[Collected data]

Content starts

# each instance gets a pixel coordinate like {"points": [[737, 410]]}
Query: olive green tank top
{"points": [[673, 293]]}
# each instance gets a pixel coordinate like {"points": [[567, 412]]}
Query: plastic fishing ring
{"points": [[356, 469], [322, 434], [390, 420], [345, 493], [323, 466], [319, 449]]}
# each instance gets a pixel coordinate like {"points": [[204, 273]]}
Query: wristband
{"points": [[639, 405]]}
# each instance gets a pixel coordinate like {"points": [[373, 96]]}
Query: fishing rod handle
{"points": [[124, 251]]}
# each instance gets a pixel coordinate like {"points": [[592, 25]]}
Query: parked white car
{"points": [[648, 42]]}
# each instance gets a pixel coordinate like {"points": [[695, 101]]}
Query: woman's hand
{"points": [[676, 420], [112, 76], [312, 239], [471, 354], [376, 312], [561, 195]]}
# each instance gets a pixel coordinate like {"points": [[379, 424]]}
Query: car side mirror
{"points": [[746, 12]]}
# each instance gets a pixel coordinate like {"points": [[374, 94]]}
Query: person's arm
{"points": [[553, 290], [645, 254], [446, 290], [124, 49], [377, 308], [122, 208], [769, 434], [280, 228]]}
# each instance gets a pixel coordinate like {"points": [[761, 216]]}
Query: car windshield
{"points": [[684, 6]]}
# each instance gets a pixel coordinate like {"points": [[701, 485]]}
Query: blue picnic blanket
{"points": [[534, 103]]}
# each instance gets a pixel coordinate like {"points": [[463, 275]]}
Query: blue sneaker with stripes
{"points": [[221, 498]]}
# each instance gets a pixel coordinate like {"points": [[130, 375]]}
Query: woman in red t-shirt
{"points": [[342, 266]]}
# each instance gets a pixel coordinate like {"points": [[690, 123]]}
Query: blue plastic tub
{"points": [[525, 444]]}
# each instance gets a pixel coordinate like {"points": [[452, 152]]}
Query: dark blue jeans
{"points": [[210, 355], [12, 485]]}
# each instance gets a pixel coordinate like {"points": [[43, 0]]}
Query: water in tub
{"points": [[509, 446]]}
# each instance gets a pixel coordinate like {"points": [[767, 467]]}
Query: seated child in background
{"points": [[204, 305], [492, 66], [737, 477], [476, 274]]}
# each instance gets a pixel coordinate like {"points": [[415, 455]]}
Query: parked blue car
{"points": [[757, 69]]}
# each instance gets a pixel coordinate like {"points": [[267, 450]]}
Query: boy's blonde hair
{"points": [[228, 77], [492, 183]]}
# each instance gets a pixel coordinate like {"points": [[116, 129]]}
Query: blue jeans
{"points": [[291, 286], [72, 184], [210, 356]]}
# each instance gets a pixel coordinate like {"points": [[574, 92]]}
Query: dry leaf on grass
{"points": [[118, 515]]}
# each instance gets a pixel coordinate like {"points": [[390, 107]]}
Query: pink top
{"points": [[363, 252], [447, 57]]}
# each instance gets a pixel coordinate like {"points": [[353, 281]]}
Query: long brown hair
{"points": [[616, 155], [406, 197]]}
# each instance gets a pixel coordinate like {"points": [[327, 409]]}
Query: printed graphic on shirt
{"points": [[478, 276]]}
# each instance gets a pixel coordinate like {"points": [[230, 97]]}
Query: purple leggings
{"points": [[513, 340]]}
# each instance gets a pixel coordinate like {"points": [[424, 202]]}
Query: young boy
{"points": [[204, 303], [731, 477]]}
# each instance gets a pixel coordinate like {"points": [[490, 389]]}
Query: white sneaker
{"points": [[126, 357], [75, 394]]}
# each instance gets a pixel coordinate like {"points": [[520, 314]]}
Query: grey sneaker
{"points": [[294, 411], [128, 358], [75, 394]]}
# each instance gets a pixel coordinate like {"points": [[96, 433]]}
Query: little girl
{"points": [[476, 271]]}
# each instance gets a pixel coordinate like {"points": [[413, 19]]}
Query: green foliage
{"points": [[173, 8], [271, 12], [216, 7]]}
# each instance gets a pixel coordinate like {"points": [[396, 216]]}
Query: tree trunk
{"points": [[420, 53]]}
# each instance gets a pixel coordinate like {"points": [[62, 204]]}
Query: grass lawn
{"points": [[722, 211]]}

Content ends

** TASK **
All records are to be retyped precisely.

** WRITTEN REPLY **
# each instance gets a pixel coordinate like {"points": [[737, 410]]}
Query: olive green tank top
{"points": [[673, 293]]}
# each instance gets a pixel coordinate like {"points": [[567, 412]]}
Query: plastic fishing ring
{"points": [[356, 469], [322, 434], [390, 420], [345, 493], [323, 466], [319, 449]]}
# each instance gets a pixel coordinate like {"points": [[204, 273]]}
Query: wristband
{"points": [[639, 405]]}
# each instance gets a pixel coordinate like {"points": [[373, 96]]}
Query: fishing rod handle
{"points": [[124, 251]]}
# each instance gets a pixel coordinate like {"points": [[592, 25]]}
Query: parked white car
{"points": [[648, 42]]}
# each instance gets a pixel coordinate like {"points": [[695, 101]]}
Query: woman's hand
{"points": [[676, 420], [112, 76], [312, 239], [471, 354], [376, 312], [561, 195]]}
# each instance gets a pixel coordinate like {"points": [[379, 424]]}
Query: car side mirror
{"points": [[746, 12]]}
# each instance gets a pixel coordinate like {"points": [[374, 94]]}
Query: person's arm
{"points": [[553, 290], [645, 254], [446, 290], [124, 49], [377, 308], [122, 208], [769, 434], [280, 228]]}
# each instance gets a pixel coordinate like {"points": [[761, 216]]}
Query: car windshield
{"points": [[684, 6]]}
# each instance gets a pixel coordinate like {"points": [[701, 485]]}
Query: blue picnic blanket
{"points": [[534, 103]]}
# each instance gets a pixel coordinate like {"points": [[463, 275]]}
Query: blue sneaker with stripes
{"points": [[221, 498]]}
# each instance gets a pixel coordinate like {"points": [[130, 375]]}
Query: woman in red t-shirt
{"points": [[342, 266]]}
# each instance gets a pixel coordinate like {"points": [[690, 123]]}
Query: blue plastic tub
{"points": [[525, 444]]}
# each instance gets a pixel coordinate like {"points": [[452, 152]]}
Query: dark blue jeans
{"points": [[210, 355], [12, 485]]}
# each instance gets a pixel coordinate like {"points": [[43, 0]]}
Query: water in tub
{"points": [[509, 446]]}
# each instance gets a pixel coordinate like {"points": [[767, 467]]}
Query: seated child in background
{"points": [[204, 305], [492, 66], [737, 477], [476, 274]]}
# each instance gets a pixel coordinate like {"points": [[415, 455]]}
Query: parked blue car
{"points": [[757, 69]]}
# each instance gets a pixel coordinate like {"points": [[267, 450]]}
Query: boy's blonde hair
{"points": [[228, 77], [492, 183]]}
# each instance gets a pixel coordinate like {"points": [[116, 129]]}
Query: blue jeans
{"points": [[291, 286], [72, 184], [210, 356]]}
# each instance gets a pixel coordinate like {"points": [[574, 92]]}
Query: dry leaf on grass
{"points": [[118, 515]]}
# each instance gets a pixel coordinate like {"points": [[390, 107]]}
Query: pink top
{"points": [[363, 252], [447, 57]]}
# each instance gets a pixel coordinate like {"points": [[353, 281]]}
Query: long brown hair
{"points": [[616, 155], [406, 197]]}
# each instance gets a pixel coordinate like {"points": [[327, 409]]}
Query: printed graphic on shirt
{"points": [[478, 276]]}
# each instance gets a pixel coordinate like {"points": [[230, 97]]}
Query: purple leggings
{"points": [[513, 340]]}
# each instance gets a pixel coordinate like {"points": [[424, 202]]}
Query: young boy
{"points": [[204, 303], [731, 477]]}
# each instance gets a pixel coordinate like {"points": [[490, 389]]}
Query: white sneaker
{"points": [[126, 357], [75, 394]]}
# each instance gets a pixel coordinate like {"points": [[520, 314]]}
Query: grey sneaker
{"points": [[294, 411], [128, 358], [75, 394]]}
# each instance gets a pixel coordinate like {"points": [[96, 433]]}
Query: little girl
{"points": [[476, 271]]}
# each instance gets a pixel coordinate like {"points": [[413, 19]]}
Query: green foliage
{"points": [[173, 8], [271, 12], [216, 7]]}
# each instance gets a pixel coordinate like {"points": [[396, 216]]}
Query: tree trunk
{"points": [[420, 53]]}
# each instance gets a pixel coordinate like {"points": [[62, 204]]}
Query: grass lawn
{"points": [[722, 211]]}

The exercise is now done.